Selected passage:
————————
Disease risk to homeless families after Bangladesh cyclone

Jun 30, 2009 01:00 PM

Hundreds of thousands of Bangladeshi families are still struggling without proper homes and at higher risk of disease, a month after cyclone Aila ravaged parts of the country.Cyclone Aila tore through parts of coastal Bangladesh and eastern India this time last month, killing more than 200 people and leaving millions homeless. Just in Bangladesh 190 people were killed and 750,000 left homeless.

One month on from the cyclone, 350,000 victims are still living in temporary shelter on embankments, roadsides, school buildings and cyclone shelters, said aid workers there.
Many of these families still don’t have water, sanitation or jobs anymore, and so disease is becoming a serious problem. More than 1,000 people a day are already being treated for diarrhoea. "People urgently need shelter, safe water and sanitation facilities and restoration of livelihoods," said Heather Blackwell, working for aid agency, Oxfam. "Government, humanitarian organisations, UN and donors should come together to assist large numbers of displaced people who still need immediate support," she added.
————————
Entries shown:
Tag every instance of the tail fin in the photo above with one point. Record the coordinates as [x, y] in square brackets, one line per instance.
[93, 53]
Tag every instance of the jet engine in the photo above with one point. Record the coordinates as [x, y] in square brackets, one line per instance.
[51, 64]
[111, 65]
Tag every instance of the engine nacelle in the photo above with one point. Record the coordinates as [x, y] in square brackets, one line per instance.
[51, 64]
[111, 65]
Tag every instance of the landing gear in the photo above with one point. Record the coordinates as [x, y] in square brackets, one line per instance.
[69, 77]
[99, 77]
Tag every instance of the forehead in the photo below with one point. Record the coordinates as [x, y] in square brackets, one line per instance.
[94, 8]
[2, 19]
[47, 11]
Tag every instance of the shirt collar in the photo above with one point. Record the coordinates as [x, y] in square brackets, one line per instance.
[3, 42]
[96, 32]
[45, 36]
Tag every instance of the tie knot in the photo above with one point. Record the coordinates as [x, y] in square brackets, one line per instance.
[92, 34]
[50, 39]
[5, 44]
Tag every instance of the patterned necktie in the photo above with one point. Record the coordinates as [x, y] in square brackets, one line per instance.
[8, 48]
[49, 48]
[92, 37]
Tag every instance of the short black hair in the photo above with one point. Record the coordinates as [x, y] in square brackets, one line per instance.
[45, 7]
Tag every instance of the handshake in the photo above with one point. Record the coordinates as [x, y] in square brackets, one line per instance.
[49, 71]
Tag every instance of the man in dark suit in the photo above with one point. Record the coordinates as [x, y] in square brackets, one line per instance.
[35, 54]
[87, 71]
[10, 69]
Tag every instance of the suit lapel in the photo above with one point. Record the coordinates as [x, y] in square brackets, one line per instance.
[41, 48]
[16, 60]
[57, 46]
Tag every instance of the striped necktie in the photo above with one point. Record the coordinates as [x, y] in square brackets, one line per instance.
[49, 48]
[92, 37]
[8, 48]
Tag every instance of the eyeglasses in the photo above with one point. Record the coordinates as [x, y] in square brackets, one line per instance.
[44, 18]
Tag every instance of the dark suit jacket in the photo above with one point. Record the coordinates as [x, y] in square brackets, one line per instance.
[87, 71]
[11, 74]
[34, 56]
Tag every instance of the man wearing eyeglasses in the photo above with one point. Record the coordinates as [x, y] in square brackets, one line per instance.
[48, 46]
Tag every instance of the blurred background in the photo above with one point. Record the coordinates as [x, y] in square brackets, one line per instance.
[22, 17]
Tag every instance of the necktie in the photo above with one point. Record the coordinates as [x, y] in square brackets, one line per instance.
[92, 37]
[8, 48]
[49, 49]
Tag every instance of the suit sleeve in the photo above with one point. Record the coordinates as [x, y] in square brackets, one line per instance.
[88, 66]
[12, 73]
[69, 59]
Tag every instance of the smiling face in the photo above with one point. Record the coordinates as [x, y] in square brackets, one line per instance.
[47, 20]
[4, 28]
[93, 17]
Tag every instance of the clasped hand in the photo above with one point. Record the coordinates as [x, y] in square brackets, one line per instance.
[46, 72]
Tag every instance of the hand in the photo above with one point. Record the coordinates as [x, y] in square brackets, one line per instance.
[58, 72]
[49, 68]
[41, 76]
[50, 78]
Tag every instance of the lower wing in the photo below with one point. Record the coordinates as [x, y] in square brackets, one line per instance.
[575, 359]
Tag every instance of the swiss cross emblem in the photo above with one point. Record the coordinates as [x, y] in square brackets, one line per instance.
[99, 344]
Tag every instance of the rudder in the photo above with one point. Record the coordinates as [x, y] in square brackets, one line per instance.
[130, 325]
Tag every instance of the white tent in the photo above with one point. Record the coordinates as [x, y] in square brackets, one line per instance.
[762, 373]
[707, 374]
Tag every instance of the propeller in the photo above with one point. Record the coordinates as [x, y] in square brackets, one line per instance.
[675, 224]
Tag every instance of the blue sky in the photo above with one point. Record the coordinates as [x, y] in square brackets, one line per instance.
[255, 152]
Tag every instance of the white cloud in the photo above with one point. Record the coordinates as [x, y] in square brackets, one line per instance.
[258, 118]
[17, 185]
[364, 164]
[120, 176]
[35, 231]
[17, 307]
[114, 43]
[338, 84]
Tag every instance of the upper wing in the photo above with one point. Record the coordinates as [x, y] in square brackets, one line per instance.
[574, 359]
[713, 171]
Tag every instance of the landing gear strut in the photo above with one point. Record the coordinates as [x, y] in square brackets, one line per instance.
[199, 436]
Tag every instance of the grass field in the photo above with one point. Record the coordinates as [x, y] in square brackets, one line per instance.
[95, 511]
————————
Exercise goal: In the article on cyclone Aila, how many people a day are being treated for diarrhoea?

Exercise response: More than 1,000 people a day.